--- start of Passage provided ---
Test chroot Jail Security

#include <stdio.h>
#include <unistd.h>
#include <fcntl.h>

void test_jail_escape_prevented() {
    printf("Testing chroot jail security...\n");

    // Setup jail correctly
    if (chroot("/var/jail") != 0) {
        perror("chroot");
        return;
    }

    if (chdir("/") != 0) {
        perror("chdir");
        return;
    }

    // Drop privileges
    if (setuid(65534) != 0) {
        perror("setuid");
        return;
    }

    // Test 1: Cannot access files outside jail
    int fd = open("../../../etc/shadow", O_RDONLY);
    if (fd == -1) {
        printf("✓ Cannot escape jail with relative paths\n");
    } else {
        printf("✗ JAIL ESCAPE POSSIBLE!\n");
        close(fd);
    }

    // Test 2: Cannot see real root
    fd = open("/etc/shadow", O_RDONLY);
    if (fd == -1) {
        printf("✓ Cannot access /etc/shadow from jail\n");
    } else {
        printf("✗ Can access real /etc/shadow!\n");
        close(fd);
    }

    // Test 3: Not running as root
    if (getuid() != 0 && geteuid() != 0) {
        printf("✓ Not running as root (UID: %d)\n", getuid());
    } else {
        printf("✗ Still running as root!\n");
    }

    // Test 4: Cannot chroot again (requires root)
--- end of Passage provided ---
--- start of Material provided ---
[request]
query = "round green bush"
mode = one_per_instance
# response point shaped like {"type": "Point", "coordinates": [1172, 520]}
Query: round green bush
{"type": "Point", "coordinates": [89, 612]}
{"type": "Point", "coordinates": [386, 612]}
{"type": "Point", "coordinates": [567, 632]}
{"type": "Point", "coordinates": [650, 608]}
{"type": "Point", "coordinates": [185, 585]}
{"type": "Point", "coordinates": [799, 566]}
--- end of Material provided ---
= Given exercise 1 =
Reproduce the chroot test program in full, character for character.
= Given exercise 2 =
List each line of the entries that contains the string "bush".
The entries have no connection to the chroot test program.

= Complete response 1 =
Test chroot Jail Security

#include <stdio.h>
#include <unistd.h>
#include <fcntl.h>

void test_jail_escape_prevented() {
    printf("Testing chroot jail security...\n");

    // Setup jail correctly
    if (chroot("/var/jail") != 0) {
        perror("chroot");
        return;
    }

    if (chdir("/") != 0) {
        perror("chdir");
        return;
    }

    // Drop privileges
    if (setuid(65534) != 0) {
        perror("setuid");
        return;
    }

    // Test 1: Cannot access files outside jail
    int fd = open("../../../etc/shadow", O_RDONLY);
    if (fd == -1) {
        printf("✓ Cannot escape jail with relative paths\n");
    } else {
        printf("✗ JAIL ESCAPE POSSIBLE!\n");
        close(fd);
    }

    // Test 2: Cannot see real root
    fd = open("/etc/shadow", O_RDONLY);
    if (fd == -1) {
        printf("✓ Cannot access /etc/shadow from jail\n");
    } else {
        printf("✗ Can access real /etc/shadow!\n");
        close(fd);
    }

    // Test 3: Not running as root
    if (getuid() != 0 && geteuid() != 0) {
        printf("✓ Not running as root (UID: %d)\n", getuid());
    } else {
        printf("✗ Still running as root!\n");
    }

    // Test 4: Cannot chroot again (requires root)

= Complete response 2 =
query = "round green bush"
Query: round green bush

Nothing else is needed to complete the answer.